Find every line of the records that contains the word "dark" and copy each one in full. Case counts.

═══ Record set

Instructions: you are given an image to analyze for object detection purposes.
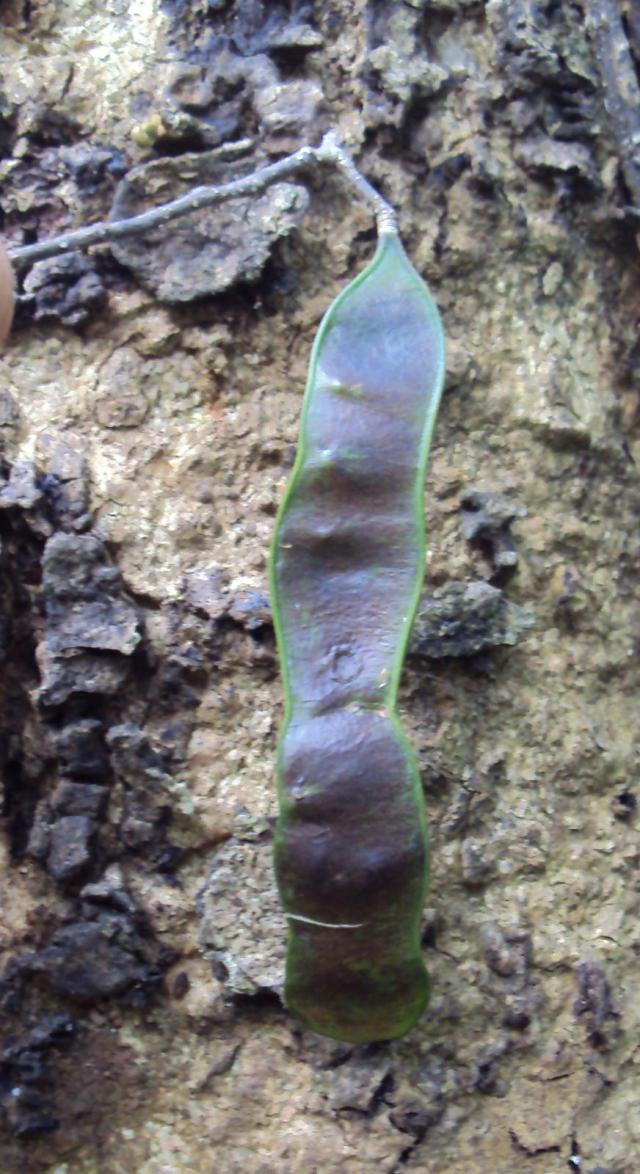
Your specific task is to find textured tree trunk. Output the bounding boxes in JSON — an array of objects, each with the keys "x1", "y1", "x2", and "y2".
[{"x1": 0, "y1": 0, "x2": 640, "y2": 1174}]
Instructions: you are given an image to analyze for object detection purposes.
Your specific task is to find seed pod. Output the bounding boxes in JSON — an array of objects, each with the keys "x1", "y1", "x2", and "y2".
[
  {"x1": 271, "y1": 234, "x2": 444, "y2": 1041},
  {"x1": 0, "y1": 241, "x2": 15, "y2": 344}
]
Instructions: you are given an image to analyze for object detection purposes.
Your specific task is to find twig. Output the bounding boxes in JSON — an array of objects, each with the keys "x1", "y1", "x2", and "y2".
[
  {"x1": 9, "y1": 131, "x2": 397, "y2": 265},
  {"x1": 586, "y1": 0, "x2": 640, "y2": 207}
]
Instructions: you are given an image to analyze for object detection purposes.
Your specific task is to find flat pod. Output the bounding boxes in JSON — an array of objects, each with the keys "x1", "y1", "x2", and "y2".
[{"x1": 271, "y1": 234, "x2": 444, "y2": 1041}]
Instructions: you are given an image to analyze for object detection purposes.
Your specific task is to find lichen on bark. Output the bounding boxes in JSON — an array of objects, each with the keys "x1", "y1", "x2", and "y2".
[{"x1": 0, "y1": 0, "x2": 640, "y2": 1174}]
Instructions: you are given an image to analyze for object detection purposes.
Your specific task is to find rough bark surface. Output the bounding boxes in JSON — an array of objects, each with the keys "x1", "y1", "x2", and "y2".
[{"x1": 0, "y1": 0, "x2": 640, "y2": 1174}]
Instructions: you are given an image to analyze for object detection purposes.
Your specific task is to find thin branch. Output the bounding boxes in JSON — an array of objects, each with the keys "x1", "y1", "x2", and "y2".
[
  {"x1": 9, "y1": 131, "x2": 397, "y2": 265},
  {"x1": 586, "y1": 0, "x2": 640, "y2": 207}
]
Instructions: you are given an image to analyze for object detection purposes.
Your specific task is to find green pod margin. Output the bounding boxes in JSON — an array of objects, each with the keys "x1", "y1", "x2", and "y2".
[{"x1": 271, "y1": 232, "x2": 444, "y2": 1043}]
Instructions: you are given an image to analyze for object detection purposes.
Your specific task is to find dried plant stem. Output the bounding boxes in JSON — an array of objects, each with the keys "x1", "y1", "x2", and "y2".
[
  {"x1": 586, "y1": 0, "x2": 640, "y2": 209},
  {"x1": 9, "y1": 131, "x2": 397, "y2": 266}
]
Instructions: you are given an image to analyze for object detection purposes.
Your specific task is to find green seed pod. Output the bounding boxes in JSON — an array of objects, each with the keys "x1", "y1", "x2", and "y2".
[{"x1": 271, "y1": 232, "x2": 444, "y2": 1043}]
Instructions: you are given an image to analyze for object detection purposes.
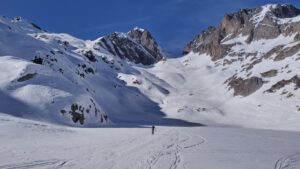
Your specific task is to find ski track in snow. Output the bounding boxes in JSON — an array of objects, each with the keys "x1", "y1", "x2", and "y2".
[
  {"x1": 274, "y1": 153, "x2": 300, "y2": 169},
  {"x1": 0, "y1": 159, "x2": 66, "y2": 169},
  {"x1": 98, "y1": 129, "x2": 205, "y2": 169}
]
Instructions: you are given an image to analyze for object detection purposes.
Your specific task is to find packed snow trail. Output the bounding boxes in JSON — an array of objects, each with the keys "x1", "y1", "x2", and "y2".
[{"x1": 0, "y1": 114, "x2": 300, "y2": 169}]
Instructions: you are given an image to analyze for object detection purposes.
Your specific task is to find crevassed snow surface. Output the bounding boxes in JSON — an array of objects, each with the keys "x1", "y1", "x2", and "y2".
[{"x1": 0, "y1": 114, "x2": 300, "y2": 169}]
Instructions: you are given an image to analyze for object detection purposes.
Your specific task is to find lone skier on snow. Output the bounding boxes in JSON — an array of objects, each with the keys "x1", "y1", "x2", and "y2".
[{"x1": 151, "y1": 126, "x2": 156, "y2": 135}]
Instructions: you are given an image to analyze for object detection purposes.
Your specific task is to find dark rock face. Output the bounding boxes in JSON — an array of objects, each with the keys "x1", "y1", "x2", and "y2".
[
  {"x1": 266, "y1": 76, "x2": 300, "y2": 93},
  {"x1": 94, "y1": 28, "x2": 163, "y2": 65},
  {"x1": 260, "y1": 69, "x2": 278, "y2": 78},
  {"x1": 183, "y1": 5, "x2": 300, "y2": 61},
  {"x1": 228, "y1": 77, "x2": 264, "y2": 96}
]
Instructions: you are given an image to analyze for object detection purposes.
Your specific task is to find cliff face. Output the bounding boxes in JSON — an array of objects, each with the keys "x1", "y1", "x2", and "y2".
[
  {"x1": 183, "y1": 5, "x2": 300, "y2": 60},
  {"x1": 95, "y1": 28, "x2": 163, "y2": 65},
  {"x1": 183, "y1": 4, "x2": 300, "y2": 96}
]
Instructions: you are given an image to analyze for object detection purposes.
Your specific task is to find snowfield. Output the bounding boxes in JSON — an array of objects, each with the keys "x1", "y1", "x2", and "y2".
[{"x1": 0, "y1": 114, "x2": 300, "y2": 169}]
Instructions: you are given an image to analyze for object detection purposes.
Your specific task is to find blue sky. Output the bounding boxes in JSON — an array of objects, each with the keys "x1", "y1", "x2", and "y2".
[{"x1": 0, "y1": 0, "x2": 300, "y2": 54}]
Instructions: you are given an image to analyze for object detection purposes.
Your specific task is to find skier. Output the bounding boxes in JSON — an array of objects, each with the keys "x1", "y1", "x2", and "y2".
[{"x1": 152, "y1": 126, "x2": 156, "y2": 135}]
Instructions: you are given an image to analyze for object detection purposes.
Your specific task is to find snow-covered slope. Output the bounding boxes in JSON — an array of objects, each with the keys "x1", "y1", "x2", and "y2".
[
  {"x1": 0, "y1": 4, "x2": 300, "y2": 130},
  {"x1": 117, "y1": 5, "x2": 300, "y2": 130},
  {"x1": 0, "y1": 114, "x2": 300, "y2": 169},
  {"x1": 0, "y1": 17, "x2": 171, "y2": 126}
]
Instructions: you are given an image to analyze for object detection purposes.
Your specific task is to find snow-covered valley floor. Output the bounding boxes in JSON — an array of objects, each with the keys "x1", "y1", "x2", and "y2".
[{"x1": 0, "y1": 114, "x2": 300, "y2": 169}]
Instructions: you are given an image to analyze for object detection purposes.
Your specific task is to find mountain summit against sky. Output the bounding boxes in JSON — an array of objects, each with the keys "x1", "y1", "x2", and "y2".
[{"x1": 4, "y1": 0, "x2": 300, "y2": 169}]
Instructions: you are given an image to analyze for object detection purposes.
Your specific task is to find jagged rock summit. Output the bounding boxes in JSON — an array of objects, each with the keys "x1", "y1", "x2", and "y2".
[
  {"x1": 183, "y1": 4, "x2": 300, "y2": 60},
  {"x1": 95, "y1": 27, "x2": 163, "y2": 65}
]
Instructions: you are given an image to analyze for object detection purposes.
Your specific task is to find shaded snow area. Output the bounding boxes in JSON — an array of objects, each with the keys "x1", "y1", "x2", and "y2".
[{"x1": 0, "y1": 115, "x2": 300, "y2": 169}]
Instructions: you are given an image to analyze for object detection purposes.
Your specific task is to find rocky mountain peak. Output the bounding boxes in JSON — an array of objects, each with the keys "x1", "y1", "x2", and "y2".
[
  {"x1": 183, "y1": 4, "x2": 300, "y2": 60},
  {"x1": 95, "y1": 27, "x2": 163, "y2": 65}
]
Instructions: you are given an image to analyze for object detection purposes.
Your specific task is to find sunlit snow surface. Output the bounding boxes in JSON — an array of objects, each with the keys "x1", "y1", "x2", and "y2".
[{"x1": 0, "y1": 114, "x2": 300, "y2": 169}]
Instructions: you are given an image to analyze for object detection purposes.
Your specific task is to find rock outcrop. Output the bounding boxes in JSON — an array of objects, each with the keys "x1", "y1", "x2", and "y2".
[
  {"x1": 183, "y1": 5, "x2": 300, "y2": 60},
  {"x1": 95, "y1": 28, "x2": 163, "y2": 65}
]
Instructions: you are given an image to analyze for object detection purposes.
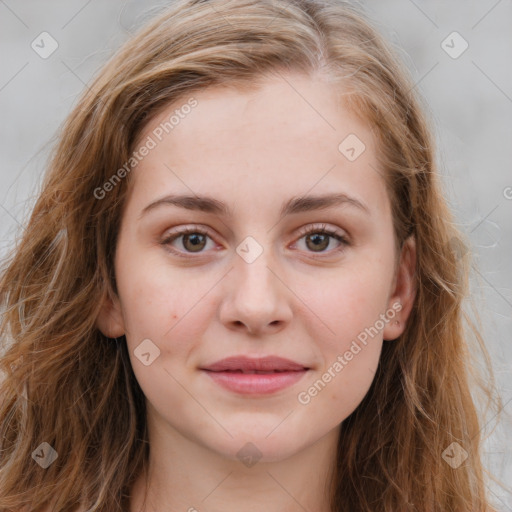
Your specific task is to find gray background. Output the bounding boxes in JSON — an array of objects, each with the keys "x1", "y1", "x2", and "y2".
[{"x1": 0, "y1": 0, "x2": 512, "y2": 511}]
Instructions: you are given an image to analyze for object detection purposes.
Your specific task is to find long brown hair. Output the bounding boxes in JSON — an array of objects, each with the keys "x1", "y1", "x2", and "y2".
[{"x1": 0, "y1": 0, "x2": 501, "y2": 512}]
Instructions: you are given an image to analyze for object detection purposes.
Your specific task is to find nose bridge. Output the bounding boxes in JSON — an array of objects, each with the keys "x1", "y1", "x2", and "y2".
[
  {"x1": 221, "y1": 235, "x2": 291, "y2": 333},
  {"x1": 234, "y1": 235, "x2": 277, "y2": 307}
]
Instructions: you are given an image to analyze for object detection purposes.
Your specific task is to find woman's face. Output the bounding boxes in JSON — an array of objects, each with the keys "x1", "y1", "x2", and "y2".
[{"x1": 99, "y1": 74, "x2": 414, "y2": 461}]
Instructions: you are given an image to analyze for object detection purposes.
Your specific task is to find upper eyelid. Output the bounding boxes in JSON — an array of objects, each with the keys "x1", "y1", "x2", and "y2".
[{"x1": 163, "y1": 222, "x2": 349, "y2": 248}]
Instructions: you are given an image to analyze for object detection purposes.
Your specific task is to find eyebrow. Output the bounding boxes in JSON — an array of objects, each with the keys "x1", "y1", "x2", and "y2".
[{"x1": 139, "y1": 190, "x2": 370, "y2": 218}]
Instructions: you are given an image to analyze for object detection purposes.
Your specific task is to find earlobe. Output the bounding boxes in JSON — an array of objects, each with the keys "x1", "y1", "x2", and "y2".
[
  {"x1": 383, "y1": 236, "x2": 416, "y2": 340},
  {"x1": 96, "y1": 292, "x2": 125, "y2": 338}
]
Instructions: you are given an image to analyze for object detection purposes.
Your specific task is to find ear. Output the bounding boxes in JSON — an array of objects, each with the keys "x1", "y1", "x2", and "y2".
[
  {"x1": 383, "y1": 236, "x2": 416, "y2": 340},
  {"x1": 96, "y1": 292, "x2": 125, "y2": 338}
]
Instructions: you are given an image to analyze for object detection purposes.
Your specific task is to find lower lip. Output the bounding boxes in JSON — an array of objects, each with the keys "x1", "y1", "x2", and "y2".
[{"x1": 203, "y1": 370, "x2": 308, "y2": 395}]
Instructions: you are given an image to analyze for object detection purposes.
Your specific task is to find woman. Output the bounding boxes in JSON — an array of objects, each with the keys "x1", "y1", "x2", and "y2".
[{"x1": 0, "y1": 0, "x2": 499, "y2": 512}]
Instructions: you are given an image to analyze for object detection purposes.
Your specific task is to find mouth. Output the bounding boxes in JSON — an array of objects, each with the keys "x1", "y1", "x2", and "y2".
[{"x1": 200, "y1": 356, "x2": 310, "y2": 395}]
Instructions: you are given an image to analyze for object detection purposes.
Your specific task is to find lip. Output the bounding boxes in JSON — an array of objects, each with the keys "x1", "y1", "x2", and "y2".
[{"x1": 200, "y1": 356, "x2": 310, "y2": 395}]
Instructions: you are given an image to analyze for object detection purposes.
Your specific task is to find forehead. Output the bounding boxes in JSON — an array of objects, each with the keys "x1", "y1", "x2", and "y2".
[{"x1": 127, "y1": 74, "x2": 387, "y2": 216}]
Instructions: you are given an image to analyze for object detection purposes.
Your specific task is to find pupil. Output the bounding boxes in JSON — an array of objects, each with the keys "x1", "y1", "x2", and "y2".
[
  {"x1": 184, "y1": 233, "x2": 204, "y2": 249},
  {"x1": 308, "y1": 233, "x2": 329, "y2": 249}
]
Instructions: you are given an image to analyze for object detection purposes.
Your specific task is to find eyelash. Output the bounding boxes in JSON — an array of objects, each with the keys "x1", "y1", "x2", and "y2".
[{"x1": 161, "y1": 224, "x2": 350, "y2": 259}]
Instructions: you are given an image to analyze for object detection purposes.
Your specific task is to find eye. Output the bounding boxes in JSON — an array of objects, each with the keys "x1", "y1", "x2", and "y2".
[
  {"x1": 161, "y1": 224, "x2": 350, "y2": 258},
  {"x1": 299, "y1": 224, "x2": 350, "y2": 253},
  {"x1": 161, "y1": 226, "x2": 216, "y2": 258}
]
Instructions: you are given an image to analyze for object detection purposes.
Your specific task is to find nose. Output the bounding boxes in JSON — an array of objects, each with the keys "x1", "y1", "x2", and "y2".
[{"x1": 220, "y1": 244, "x2": 293, "y2": 336}]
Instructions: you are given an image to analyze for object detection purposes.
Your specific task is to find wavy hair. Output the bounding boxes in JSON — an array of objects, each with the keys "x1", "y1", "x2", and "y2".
[{"x1": 0, "y1": 0, "x2": 501, "y2": 512}]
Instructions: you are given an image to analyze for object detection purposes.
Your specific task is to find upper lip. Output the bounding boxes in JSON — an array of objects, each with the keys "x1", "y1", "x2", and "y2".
[{"x1": 201, "y1": 356, "x2": 309, "y2": 372}]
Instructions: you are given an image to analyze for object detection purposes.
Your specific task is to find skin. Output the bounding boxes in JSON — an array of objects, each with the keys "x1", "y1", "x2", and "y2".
[{"x1": 98, "y1": 69, "x2": 415, "y2": 512}]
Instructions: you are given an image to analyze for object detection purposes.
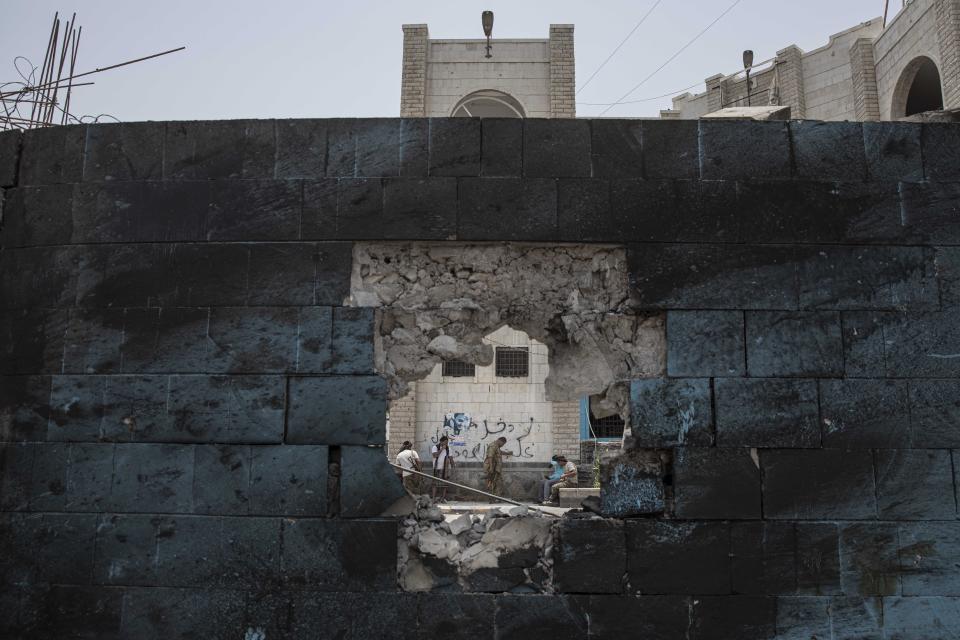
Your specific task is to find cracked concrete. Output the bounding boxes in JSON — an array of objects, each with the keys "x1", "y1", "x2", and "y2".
[{"x1": 350, "y1": 242, "x2": 666, "y2": 419}]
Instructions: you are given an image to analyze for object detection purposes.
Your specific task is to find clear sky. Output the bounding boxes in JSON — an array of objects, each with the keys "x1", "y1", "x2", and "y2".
[{"x1": 0, "y1": 0, "x2": 901, "y2": 121}]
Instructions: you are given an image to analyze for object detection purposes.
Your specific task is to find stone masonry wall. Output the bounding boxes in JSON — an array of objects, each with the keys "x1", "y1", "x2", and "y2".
[{"x1": 0, "y1": 119, "x2": 960, "y2": 640}]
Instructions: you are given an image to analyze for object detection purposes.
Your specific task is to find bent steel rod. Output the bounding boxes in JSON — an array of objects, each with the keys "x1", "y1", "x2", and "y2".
[{"x1": 387, "y1": 460, "x2": 560, "y2": 518}]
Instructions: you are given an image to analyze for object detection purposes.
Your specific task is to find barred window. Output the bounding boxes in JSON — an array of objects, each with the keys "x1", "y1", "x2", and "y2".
[
  {"x1": 443, "y1": 360, "x2": 477, "y2": 378},
  {"x1": 497, "y1": 347, "x2": 530, "y2": 378},
  {"x1": 590, "y1": 412, "x2": 624, "y2": 438}
]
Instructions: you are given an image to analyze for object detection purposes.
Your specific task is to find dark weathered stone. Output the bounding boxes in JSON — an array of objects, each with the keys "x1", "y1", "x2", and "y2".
[
  {"x1": 746, "y1": 311, "x2": 843, "y2": 377},
  {"x1": 626, "y1": 520, "x2": 730, "y2": 595},
  {"x1": 673, "y1": 447, "x2": 760, "y2": 520},
  {"x1": 83, "y1": 122, "x2": 164, "y2": 182},
  {"x1": 283, "y1": 518, "x2": 398, "y2": 592},
  {"x1": 430, "y1": 118, "x2": 482, "y2": 176},
  {"x1": 628, "y1": 244, "x2": 797, "y2": 309},
  {"x1": 523, "y1": 118, "x2": 591, "y2": 178},
  {"x1": 820, "y1": 379, "x2": 912, "y2": 449},
  {"x1": 287, "y1": 376, "x2": 386, "y2": 445},
  {"x1": 840, "y1": 523, "x2": 900, "y2": 596},
  {"x1": 457, "y1": 178, "x2": 558, "y2": 241},
  {"x1": 790, "y1": 120, "x2": 867, "y2": 180},
  {"x1": 17, "y1": 125, "x2": 87, "y2": 186},
  {"x1": 714, "y1": 378, "x2": 820, "y2": 448},
  {"x1": 863, "y1": 122, "x2": 923, "y2": 182},
  {"x1": 553, "y1": 519, "x2": 627, "y2": 593},
  {"x1": 340, "y1": 446, "x2": 408, "y2": 518},
  {"x1": 689, "y1": 596, "x2": 777, "y2": 640},
  {"x1": 909, "y1": 380, "x2": 960, "y2": 447},
  {"x1": 356, "y1": 118, "x2": 400, "y2": 178},
  {"x1": 207, "y1": 180, "x2": 303, "y2": 241},
  {"x1": 700, "y1": 120, "x2": 791, "y2": 180},
  {"x1": 799, "y1": 247, "x2": 940, "y2": 309},
  {"x1": 630, "y1": 378, "x2": 713, "y2": 447},
  {"x1": 275, "y1": 120, "x2": 327, "y2": 179},
  {"x1": 875, "y1": 449, "x2": 960, "y2": 520},
  {"x1": 760, "y1": 449, "x2": 877, "y2": 520},
  {"x1": 600, "y1": 448, "x2": 665, "y2": 518},
  {"x1": 590, "y1": 120, "x2": 643, "y2": 178},
  {"x1": 166, "y1": 375, "x2": 285, "y2": 444},
  {"x1": 667, "y1": 311, "x2": 746, "y2": 377},
  {"x1": 494, "y1": 595, "x2": 589, "y2": 640},
  {"x1": 163, "y1": 120, "x2": 277, "y2": 180},
  {"x1": 898, "y1": 522, "x2": 960, "y2": 596},
  {"x1": 382, "y1": 178, "x2": 457, "y2": 240},
  {"x1": 247, "y1": 445, "x2": 327, "y2": 517}
]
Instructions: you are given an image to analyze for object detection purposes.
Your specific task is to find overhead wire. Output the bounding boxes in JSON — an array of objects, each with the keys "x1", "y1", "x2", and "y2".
[
  {"x1": 574, "y1": 0, "x2": 663, "y2": 95},
  {"x1": 600, "y1": 0, "x2": 743, "y2": 116}
]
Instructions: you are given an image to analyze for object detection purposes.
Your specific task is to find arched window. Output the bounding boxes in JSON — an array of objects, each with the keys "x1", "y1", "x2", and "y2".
[
  {"x1": 450, "y1": 89, "x2": 524, "y2": 118},
  {"x1": 891, "y1": 56, "x2": 943, "y2": 118}
]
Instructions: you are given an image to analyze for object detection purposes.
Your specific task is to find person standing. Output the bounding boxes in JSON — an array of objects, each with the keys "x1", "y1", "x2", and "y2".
[
  {"x1": 543, "y1": 456, "x2": 577, "y2": 504},
  {"x1": 430, "y1": 436, "x2": 453, "y2": 501},
  {"x1": 397, "y1": 440, "x2": 420, "y2": 493},
  {"x1": 483, "y1": 436, "x2": 513, "y2": 496}
]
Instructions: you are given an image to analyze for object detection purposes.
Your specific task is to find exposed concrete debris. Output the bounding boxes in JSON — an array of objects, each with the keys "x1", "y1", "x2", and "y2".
[{"x1": 351, "y1": 243, "x2": 666, "y2": 418}]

══════

**Expected output:**
Your specific task is to find dark rock face. Output the bounding boxes in JSON — an array of objects, each with the keys "x1", "y1", "x2", and "y2".
Your specific task is to find dark weathered stone. Output the bounding boxes in JSON — an array of objects, each with the keys "x1", "y1", "x2", and "y2".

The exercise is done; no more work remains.